_INSTRUCCIONES A SEGUIR:_
Copie literalmente, del texto sobre los compuestos químicos, todo lo comprendido desde "La realidad es" hasta "de diez mil.".

_TEXTO DE ORIGEN:_
Muchos compuestos son conocidos desde la antigüedad, por lo que tienen nombres comunes que prevalecen en la actualidad, como la sosa cáustica (NaOH), el yeso (CaSO4·2H2O) o la cal (CaO). Otros muchos son de gran importancia industrial o comercial y son generalmente conocidos por su nombre tradicional, como ocurre con el amoniaco (NH3), el ácido sulfúrico (H2SO4) o el bicarbonato sódico (NaHCO3). Sin embargo, el número de compuestos es tan grande que no tendría sentido asignar a cada uno de ellos un nombre propio, y mucho menos, aprendérselo.

Pensemos que en la actualidad se conocen 118 elementos distintos y, si cualquier combinación entre ellos fuese posible, podríamos obtener 13 924 compuestos binarios (de dos elementos), 1 643 032 compuestos ternarios (con tres elementos cada uno) o 193 877 776 compuestos cuaternarios (de cuatro elementos), siendo posible, desde luego, combinaciones con un mayor número de elementos por cada compuesto. Y esto sería solo una parte, pues estas combinaciones entre metales y no metales se corresponden con ese grupo que denominamos compuestos inorgánicos. Existe un conjunto mucho más numeroso y variado de compuestos orgánicos, caracterizados por la presencia de carbono, elemento que tiene la capacidad de unirse a sí mismo formando cadenas largas y ramificadas, de gran tamaño, que pueden tener cientos o miles de átomos (incluso más, en moléculas orgánicas de importancia biológica).
La realidad es que no todas las combinaciones posibles son probables, y de ellas sólo algunas se han conseguido identificar en la naturaleza o sintetizar en un laboratorio. Aun así, la Chemical Abstracts Service (CAS), organismo que se encarga de asignar un número identificativo a cada sustancia química que se descubre o se sintetiza, incluye en su registro más de 55 millones de sustancias únicas, orgánicas e inorgánicas, y cada día se añaden más de diez mil.

_LÍNEAS DE DATOS:_
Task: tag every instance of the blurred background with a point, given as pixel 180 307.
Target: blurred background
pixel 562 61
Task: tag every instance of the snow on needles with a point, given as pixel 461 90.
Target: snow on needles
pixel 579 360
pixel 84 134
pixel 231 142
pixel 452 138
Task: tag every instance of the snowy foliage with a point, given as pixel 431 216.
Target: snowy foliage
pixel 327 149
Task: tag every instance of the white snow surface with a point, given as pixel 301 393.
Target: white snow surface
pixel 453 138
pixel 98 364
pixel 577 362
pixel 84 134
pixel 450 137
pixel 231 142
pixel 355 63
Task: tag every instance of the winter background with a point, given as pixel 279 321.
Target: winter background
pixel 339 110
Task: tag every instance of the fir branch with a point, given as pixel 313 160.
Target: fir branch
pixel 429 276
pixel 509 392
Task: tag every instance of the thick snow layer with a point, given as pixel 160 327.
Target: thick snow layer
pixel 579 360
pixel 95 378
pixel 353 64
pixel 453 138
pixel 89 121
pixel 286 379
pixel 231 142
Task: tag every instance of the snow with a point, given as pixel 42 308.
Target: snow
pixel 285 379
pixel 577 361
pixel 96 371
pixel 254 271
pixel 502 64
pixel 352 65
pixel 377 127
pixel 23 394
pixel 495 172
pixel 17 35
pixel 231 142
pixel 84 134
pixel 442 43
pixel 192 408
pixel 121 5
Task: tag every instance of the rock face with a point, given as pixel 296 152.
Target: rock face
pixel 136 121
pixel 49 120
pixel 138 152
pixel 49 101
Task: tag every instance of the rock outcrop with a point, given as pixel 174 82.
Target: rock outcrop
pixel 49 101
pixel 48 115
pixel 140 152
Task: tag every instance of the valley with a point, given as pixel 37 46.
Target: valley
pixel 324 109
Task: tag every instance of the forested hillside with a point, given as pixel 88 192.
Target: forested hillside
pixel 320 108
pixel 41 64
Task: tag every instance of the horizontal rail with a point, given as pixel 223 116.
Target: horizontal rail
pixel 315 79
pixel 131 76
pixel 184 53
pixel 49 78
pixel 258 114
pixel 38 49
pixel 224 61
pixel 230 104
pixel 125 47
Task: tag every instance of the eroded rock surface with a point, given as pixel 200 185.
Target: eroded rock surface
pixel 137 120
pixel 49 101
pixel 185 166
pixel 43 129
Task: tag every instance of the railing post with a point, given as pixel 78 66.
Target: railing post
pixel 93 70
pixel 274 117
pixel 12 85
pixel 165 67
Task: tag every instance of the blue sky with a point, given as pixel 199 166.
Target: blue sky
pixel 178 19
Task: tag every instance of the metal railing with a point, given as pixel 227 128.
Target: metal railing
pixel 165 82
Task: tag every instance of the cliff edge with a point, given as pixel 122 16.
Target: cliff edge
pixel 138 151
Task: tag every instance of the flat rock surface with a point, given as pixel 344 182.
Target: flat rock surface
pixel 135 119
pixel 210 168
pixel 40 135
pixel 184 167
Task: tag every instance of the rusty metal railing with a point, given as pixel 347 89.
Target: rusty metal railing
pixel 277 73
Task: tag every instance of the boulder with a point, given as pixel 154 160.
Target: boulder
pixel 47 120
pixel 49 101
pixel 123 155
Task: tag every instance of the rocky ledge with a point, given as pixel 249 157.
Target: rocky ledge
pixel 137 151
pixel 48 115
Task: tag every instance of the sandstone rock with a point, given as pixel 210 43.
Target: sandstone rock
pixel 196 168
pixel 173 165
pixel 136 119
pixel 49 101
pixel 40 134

_RESPUESTA COMPLETA:_
La realidad es que no todas las combinaciones posibles son probables, y de ellas sólo algunas se han conseguido identificar en la naturaleza o sintetizar en un laboratorio. Aun así, la Chemical Abstracts Service (CAS), organismo que se encarga de asignar un número identificativo a cada sustancia química que se descubre o se sintetiza, incluye en su registro más de 55 millones de sustancias únicas, orgánicas e inorgánicas, y cada día se añaden más de diez mil.